** BEGIN Dataset entries **

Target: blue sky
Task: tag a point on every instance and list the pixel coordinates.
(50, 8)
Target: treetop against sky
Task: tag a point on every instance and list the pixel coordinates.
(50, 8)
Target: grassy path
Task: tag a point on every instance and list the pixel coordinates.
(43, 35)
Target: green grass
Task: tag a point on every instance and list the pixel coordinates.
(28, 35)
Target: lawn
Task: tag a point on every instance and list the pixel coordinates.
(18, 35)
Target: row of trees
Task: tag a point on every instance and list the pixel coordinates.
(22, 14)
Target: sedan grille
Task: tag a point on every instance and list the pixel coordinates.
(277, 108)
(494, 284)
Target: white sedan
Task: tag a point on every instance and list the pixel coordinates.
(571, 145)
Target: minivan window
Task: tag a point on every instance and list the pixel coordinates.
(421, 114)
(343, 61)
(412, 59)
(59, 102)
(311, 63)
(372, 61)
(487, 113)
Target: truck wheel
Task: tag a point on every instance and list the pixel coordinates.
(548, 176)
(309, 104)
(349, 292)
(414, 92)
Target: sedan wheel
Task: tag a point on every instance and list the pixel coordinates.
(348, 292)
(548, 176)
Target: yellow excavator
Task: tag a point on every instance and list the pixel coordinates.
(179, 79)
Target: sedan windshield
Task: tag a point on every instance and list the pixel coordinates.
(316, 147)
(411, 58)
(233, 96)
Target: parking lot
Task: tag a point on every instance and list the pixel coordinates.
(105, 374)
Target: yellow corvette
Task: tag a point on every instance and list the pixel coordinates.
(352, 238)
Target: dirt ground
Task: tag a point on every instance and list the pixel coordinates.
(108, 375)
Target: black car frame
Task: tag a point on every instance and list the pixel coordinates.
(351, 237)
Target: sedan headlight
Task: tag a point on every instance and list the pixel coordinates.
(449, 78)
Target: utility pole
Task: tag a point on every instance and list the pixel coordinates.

** END Dataset entries **

### Goal of the exercise
Rewrite all the lines above, changing "sedan" to "hatchback" wherever it appears and leaving everything else the same.

### Full response
Target: blue sky
Task: tag a point on every instance and list the pixel coordinates.
(50, 8)
Target: treetop against sky
Task: tag a point on every instance and list the pixel coordinates.
(50, 8)
Target: grassy path
Task: tag a point on every instance and list the pixel coordinates.
(43, 35)
Target: green grass
Task: tag a point on every instance and list the pixel coordinates.
(28, 35)
Target: lawn
Task: tag a point on every instance and list the pixel coordinates.
(18, 35)
Target: row of trees
Task: tag a point on every instance and list the pixel coordinates.
(22, 14)
Target: hatchback grille
Task: tag a point on every instance and list the pixel coordinates.
(277, 108)
(494, 284)
Target: white hatchback
Task: tag a point on every instance and list the pixel coordinates.
(571, 145)
Target: minivan window
Task: tag a point on every instance and list the pixel coordinates.
(421, 114)
(343, 61)
(412, 59)
(59, 102)
(311, 63)
(372, 61)
(487, 113)
Target: truck wheel
Task: tag a point on every instance and list the pixel coordinates.
(548, 176)
(309, 104)
(349, 292)
(414, 92)
Target: hatchback wheel
Task: tag a point on every instance and list the pixel coordinates.
(348, 292)
(548, 176)
Target: yellow excavator
Task: tag a point on every instance and list the pixel coordinates.
(179, 79)
Target: hatchback windshield
Task: tag a point on every instance and list the pixel coordinates.
(316, 147)
(411, 58)
(233, 96)
Target: parking lot
Task: tag a point on every instance and list the pixel coordinates.
(105, 374)
Target: yellow corvette
Task: tag a point on every instance and list the pixel coordinates.
(352, 238)
Target: dirt ground
Task: tag a point on every instance and list the pixel coordinates.
(108, 375)
Target: black car frame
Task: tag a point on every instance and list the pixel coordinates.
(351, 237)
Target: hatchback headlight
Task: tag a point on every instance and list the pixel coordinates.
(449, 78)
Target: utility pole
Task: tag a point on every instance and list the pixel coordinates.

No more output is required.